● **Texte à lire**
***
Epilogue

Michel Anglade

Michel Anglade est le directeur du bureau de Save the Children à Genève, l’un des trois bureaux mondiaux de plaidoyer de l’organisation. Depuis 2018, il dirige les actions de plaidoyer et les initiatives politiques de Save the Children à Genève, œuvrant pour l’amélioration des pratiques et des politiques en faveur des droits de l’enfant.
Fort de trente ans d’expérience en tant que spécialiste des droits de l’enfant, travailleur humanitaire et expert en plaidoyer, Michel apporte une expertise précieuse à ce poste.
Avant d’occuper ses fonctions actuelles, il a passé sept ans à Singapour en tant que directeur des campagnes et du plaidoyer pour l’Asie chez Save the Children. Durant cette période, il a dirigé les actions de plaidoyer humanitaire de l’organisation en réponse au typhon Haiyan aux Philippines, au séisme de 2015 au Népal et à la crise des réfugiés rohingyas au Bangladesh.
***
● **Données de départ**
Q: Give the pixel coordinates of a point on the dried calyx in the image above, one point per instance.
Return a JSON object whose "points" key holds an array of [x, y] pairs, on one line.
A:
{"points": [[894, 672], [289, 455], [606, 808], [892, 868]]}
***
● **À faire**
Écrivez la suite du texte sur Michel Anglade, en reprenant juste après sa dernière phrase. Le matériel n'a aucun rapport avec le texte.

● **Réponse**
De 2000 à 2011, Michel a occupé plusieurs postes de direction chez Oxfam, en Asie (basé en Inde) et en Afrique (basé au Kenya et au Sénégal). Il a débuté sa carrière dans l’aide humanitaire et au développement en 1995, travaillant avec Médecins Sans Frontières et Action Contre la Faim sur des missions au Soudan, en Somalie et dans d’autres régions.

Alors que nous célébrons le centième anniversaire de la Déclaration de Genève sur les droits de l’enfant, adoptée par la Société des Nations en 1924, nous devrions prendre le temps de faire le bilan de ce qui a été accompli, mais aussi des défis qui restent à relever – et qui, dans certains cas, ne cessent de croître – pour que les droits de tous les enfants soient pleinement respectés.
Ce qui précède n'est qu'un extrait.